** Opening Excerpted passage block **
Google earned a $9.03 per share profit before certain expenses, far below the $10.63 Wall Street consensus estimate, and down 20% from a year ago. GAAP profit was $6.53. Net revenues after paying partners for traffic were $11.53 billion, up 19% from a year ago. That also missed the Street’s estimate of $11.9 billion. Paid clicks, a key indicator, rose 33% from a year ago, and cost per click, another key measure but one whose meaning is murky, fell 15%.
So what happened? Here’s a quick assessment, which will be supplemented in a new post following the 1:30 p.m. Pacific earnings call:
* Costs jumped. They were up 71%, to $11.4 billion. It appears much of that increase came from Motorola Mobility, which Google acquired for $12.5 billion in May. After all, the acquisition added more than 20,000 employees. As Citi analyst Mark Mahaney said in a note to investors: “Bottom line divergence partly due to Amortization expenses, which came in at $317MM vs. our $197MM estimate. That contributed perhaps $0.40 of the EPS shortfall.”
* Motorola losses were huge. The unit posted a $527 million loss on a GAAP operating basis. Mahaney again: ”Another major delta was Motorola, which generated $151MM Op Loss vs. our $28MM estimate.”
** Closing Excerpted passage block **
** Opening Data section block **
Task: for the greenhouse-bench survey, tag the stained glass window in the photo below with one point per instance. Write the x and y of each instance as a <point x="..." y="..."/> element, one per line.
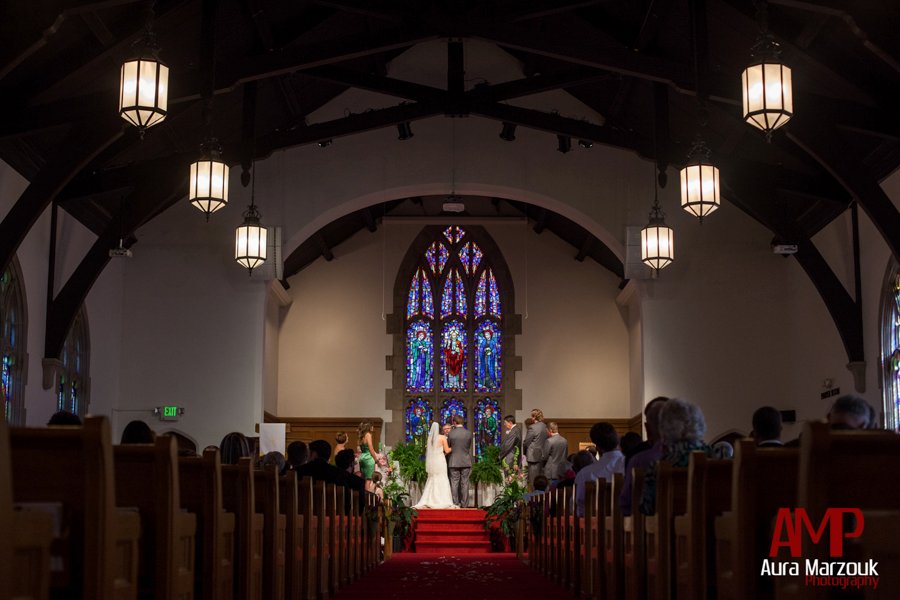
<point x="453" y="332"/>
<point x="454" y="234"/>
<point x="419" y="415"/>
<point x="453" y="357"/>
<point x="891" y="350"/>
<point x="470" y="257"/>
<point x="419" y="301"/>
<point x="419" y="357"/>
<point x="12" y="344"/>
<point x="487" y="424"/>
<point x="452" y="407"/>
<point x="437" y="255"/>
<point x="73" y="381"/>
<point x="488" y="358"/>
** Closing Data section block **
- [Problems to solve]:
**A.** Can you summarize the Google earnings passage in two sentences?
**B.** Which percentage changes does the Google earnings passage report, and what does each one measure?
**C.** Continue the Google earnings passage from the point where it stops.

- [Expected results]:
**A.** Google's per-share profit before certain expenses was $9.03, well below the $10.63 consensus estimate and down 20% from a year ago, while net revenues after traffic payments rose 19% to $11.53 billion but also missed the Street's $11.9 billion estimate. Costs jumped 71% to $11.4 billion, apparently much of it from the acquired Motorola Mobility, which posted a $527 million GAAP operating loss.

**B.**
- 20% decline in per-share profit before certain expenses from a year ago
- 19% rise in net revenues after paying partners for traffic from a year ago
- 33% rise in paid clicks from a year ago
- 15% fall in cost per click
- 71% increase in costs, to $11.4 billion

**C.**
* Ad revenue didn’t set records. It was up 16% from a year ago. Although lower cost per click isn’t always an indicator of a problem, in this case, the fourth consecutive decline has investors wondering anew if it’s due to the lower prices mobile ads get or even competition from the likes of Facebook.
Piper Jaffray analyst Gene Munster said in a note to investors that the core search business appeared to be the main culprit in the earnings miss: “Google sites revenue was up 2.5% q/q after being up an average of 8% q/q the past two years.” Added Mahaney: “We think the continued decline in CPCs is due to the impact of Ads Quality changes as well as due to increased Mobile queries.”
However, Mahaney and others say the shortfall from expectations, at least in Google’s core business was very small. So blame most of the problem on Motorola–no surprise there.
As for that early release? Google blamed its financial printer R.R. Donnelley for the early release, which was clearly a mistake, since the release includes the phrase “Pending Larry Quote,” in apparent reference to a planned quote from CEO Larry Page.